= Beginning of Section =

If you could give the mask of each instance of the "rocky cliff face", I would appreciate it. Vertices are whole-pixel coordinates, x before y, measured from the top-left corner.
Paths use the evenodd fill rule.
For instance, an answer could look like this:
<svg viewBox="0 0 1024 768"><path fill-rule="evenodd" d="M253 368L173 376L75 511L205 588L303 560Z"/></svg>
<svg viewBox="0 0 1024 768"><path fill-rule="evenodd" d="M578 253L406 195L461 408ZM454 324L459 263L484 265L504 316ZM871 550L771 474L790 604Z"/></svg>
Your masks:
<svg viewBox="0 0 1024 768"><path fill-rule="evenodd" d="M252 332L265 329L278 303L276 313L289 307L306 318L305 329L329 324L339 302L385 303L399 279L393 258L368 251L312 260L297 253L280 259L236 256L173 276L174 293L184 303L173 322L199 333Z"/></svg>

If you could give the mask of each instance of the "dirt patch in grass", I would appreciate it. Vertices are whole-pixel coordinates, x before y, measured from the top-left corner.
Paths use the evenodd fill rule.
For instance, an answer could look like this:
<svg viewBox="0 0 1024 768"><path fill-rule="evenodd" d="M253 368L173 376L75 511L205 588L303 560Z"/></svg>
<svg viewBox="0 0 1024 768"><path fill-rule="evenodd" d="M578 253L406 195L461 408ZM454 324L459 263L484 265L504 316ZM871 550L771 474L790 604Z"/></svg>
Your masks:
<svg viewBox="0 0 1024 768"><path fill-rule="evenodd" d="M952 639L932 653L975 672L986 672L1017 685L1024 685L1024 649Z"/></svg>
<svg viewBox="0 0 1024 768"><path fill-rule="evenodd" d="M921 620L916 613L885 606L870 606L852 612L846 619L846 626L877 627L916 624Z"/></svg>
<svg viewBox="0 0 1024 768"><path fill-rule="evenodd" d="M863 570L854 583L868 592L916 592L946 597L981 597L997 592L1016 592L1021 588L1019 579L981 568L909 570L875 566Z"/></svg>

= End of Section =

→ **DIRECTIONS FOR THIS TASK**:
Tally how many lines of the listing above include the string "Vertices", and report that figure by itself.

→ **RESULT OF THIS EXERCISE**:
2